Attached files

file filename
EX-23.2 - EXHIBIT 23.2 - VirnetX Holding Corpex23_2.htm
EX-10.2 - EXHIBIT 10.2 - VirnetX Holding Corpex10_2.htm
EX-5.1 - EXHIBIT 5.1 - VirnetX Holding Corpex5_1.htm

UNITED STATES
SECURITIES AND EXCHANGE COMMISSION
Washington, DC 20549
 

FORM 8-K
 

CURRENT REPORT
 
Pursuant to Section 13 or 15(d) of
The Securities Exchange Act of 1934
 
Date of Report (Date of earliest event reported)
March 8, 2018
 

VirnetX Holding Corporation
(Exact name of registrant as specified in its charter)


 
Delaware
001-33852
77-0390628
(State or other jurisdiction of incorporation)
(Commission File Number)
(IRS Employer Identification No.)
 
308 Dorla Court, Suite 206
Zephyr Cove, Nevada 89448
(Address of principal executive offices, including zip code)
 
(775) 548-1785
 (Registrant’s telephone number, including area code)
 
Not Applicable
(Former name or former address, if changed since last report)
 

Check the appropriate box below if the Form 8-K filing is intended to simultaneously satisfy the filing obligation of the registrant under any of the following provisions (see General Instruction A.2):

Written communications pursuant to Rule 425 under the Securities Act (17 CFR 230.425)

Soliciting material pursuant to Rule 14a-12 under the Exchange Act (17 CFR 240.14a-12)

Pre-commencement communications pursuant to Rule 14d-2(b) under the Exchange Act (17 CFR 240.14d-2(b))

Pre-commencement communications pursuant to Rule 13e-4(c) under the Exchange Act (17 CFR 240.13e-4(c))

Indicate by check mark whether the registrant is an emerging growth company as defined in as defined in Rule 405 of the Securities Act of 1933 (§ 230.405 of this chapter) or Rule 12b-2 of the Securities Exchange Act of 1934 (§ 240.12b-2 of this chapter).

Emerging growth company ☐

If an emerging growth company, indicate by check mark if the registrant has elected not to use the extended transition period for complying with any new or revised financial accounting standards provided pursuant to Section 13(a) of the Exchange Act.  ☐
 


ITEM 1.01.
ENTRY INTO A MATERIAL DEFINITIVE AGREEMENT
 
On March 8, 2018, VirnetX Holding Corporation (the “Company”) entered into an Amendment No. 1 (the “Amendment”) to its Sales Agreement, dated August 20, 2015 (the “Agreement” and as amended by the Amendment, the “Amended Agreement”), with Cowen and Company, LLC, as sales agent (“Cowen”), pursuant to which the Company increased the maximum aggregate offering price of the Company’s common stock, par value $0.0001 per share, (the “ Common Stock”) that the Company may offer and sell, from time to time, through Cowen, from $35,000,000 to $50,000,000 (such additional $15,000,000 shares of Common Stock, the “Shares”). The Shares will be issued pursuant to the Company’s previously filed and effective Registration Statement on Form S-3 (File No. 333-206497), the base prospectus, dated August 20, 2015 (the “Registration Statement”), filed as part of such Registration Statement, and the prospectus supplement, dated March 9, 2018, filed concurrently with this Current Report on Form 8-K. The Company is not obligated to make any sales of the Shares under the amended Agreement. Subject to the terms and conditions of the amended Agreement, Cowen will act as sales agent and use commercially reasonable efforts to sell on the Company's behalf all of the shares of common stock requested to be sold by the Company, consistent with its normal trading and sales practices, on mutually agreed upon terms between Cowen and the Company. The Company intends to use the proceeds of this offering for Gabriel product development and marketing, and general corporate purposes, which may include working capital, capital expenditures, other corporate expenses and acquisitions of complementary products, technologies or businesses.

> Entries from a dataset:
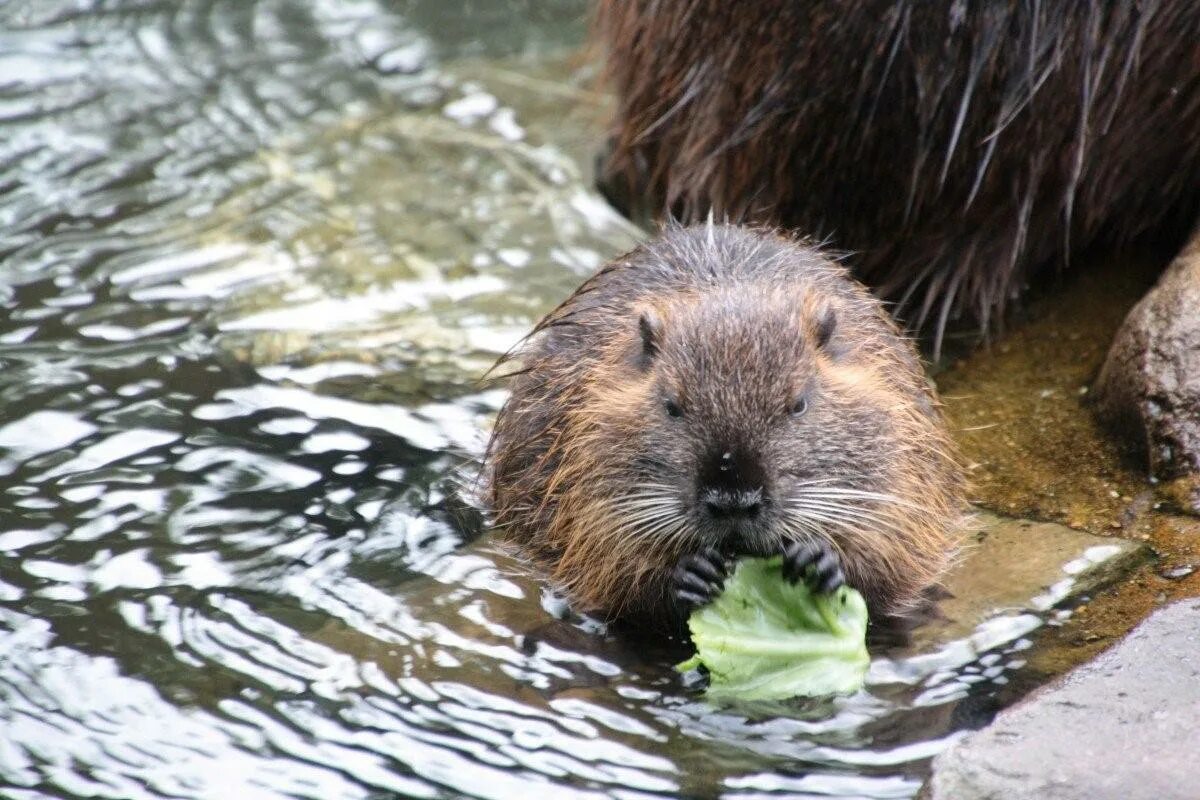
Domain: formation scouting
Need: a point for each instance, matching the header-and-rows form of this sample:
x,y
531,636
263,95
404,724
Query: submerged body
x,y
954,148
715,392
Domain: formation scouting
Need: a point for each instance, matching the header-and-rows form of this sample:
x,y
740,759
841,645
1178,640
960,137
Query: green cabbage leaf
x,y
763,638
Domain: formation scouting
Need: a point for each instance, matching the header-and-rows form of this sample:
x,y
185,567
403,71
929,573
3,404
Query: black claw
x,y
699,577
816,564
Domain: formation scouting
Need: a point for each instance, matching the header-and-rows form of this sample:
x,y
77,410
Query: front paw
...
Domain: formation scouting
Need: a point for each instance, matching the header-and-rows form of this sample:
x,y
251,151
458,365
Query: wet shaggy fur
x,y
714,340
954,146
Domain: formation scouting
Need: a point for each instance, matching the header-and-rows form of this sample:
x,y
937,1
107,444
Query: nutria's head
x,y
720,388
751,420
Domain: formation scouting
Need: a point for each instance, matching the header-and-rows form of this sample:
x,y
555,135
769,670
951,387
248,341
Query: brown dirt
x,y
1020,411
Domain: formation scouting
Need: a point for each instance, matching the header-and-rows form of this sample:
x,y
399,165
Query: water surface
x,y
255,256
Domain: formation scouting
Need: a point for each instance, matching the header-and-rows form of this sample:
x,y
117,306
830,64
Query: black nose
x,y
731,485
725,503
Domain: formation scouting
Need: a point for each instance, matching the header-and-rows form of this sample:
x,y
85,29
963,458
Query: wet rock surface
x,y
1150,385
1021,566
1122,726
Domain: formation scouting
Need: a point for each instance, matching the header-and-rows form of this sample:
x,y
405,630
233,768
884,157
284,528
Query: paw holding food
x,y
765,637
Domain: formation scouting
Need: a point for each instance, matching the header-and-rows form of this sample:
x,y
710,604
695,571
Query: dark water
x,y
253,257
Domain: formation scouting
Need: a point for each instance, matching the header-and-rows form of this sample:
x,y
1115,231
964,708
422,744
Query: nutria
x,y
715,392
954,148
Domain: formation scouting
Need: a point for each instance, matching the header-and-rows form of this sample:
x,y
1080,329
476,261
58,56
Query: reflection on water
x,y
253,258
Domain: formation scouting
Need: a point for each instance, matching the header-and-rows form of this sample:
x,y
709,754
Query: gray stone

> What to work on:
**A.** Answer these about the VirnetX filing, one line each:
(i) In which state is VirnetX Holding Corporation incorporated?
(ii) In which city and state are its principal executive offices?
(iii) The Amendment raised the maximum aggregate offering price of the Common Stock from what amount to what amount?
**B.** Please echo a passage of the VirnetX filing word for word: begin at the words "(775) 548-1785" and stop after "(17 CFR 240.14a-12)".
The items have no role here.

> The replies:
**A.**
(i) Delaware
(ii) Zephyr Cove, Nevada
(iii) From $35,000,000 to $50,000,000

**B.**
(775) 548-1785
 (Registrant’s telephone number, including area code)
 
Not Applicable
(Former name or former address, if changed since last report)
 

Check the appropriate box below if the Form 8-K filing is intended to simultaneously satisfy the filing obligation of the registrant under any of the following provisions (see General Instruction A.2):

Written communications pursuant to Rule 425 under the Securities Act (17 CFR 230.425)

Soliciting material pursuant to Rule 14a-12 under the Exchange Act (17 CFR 240.14a-12)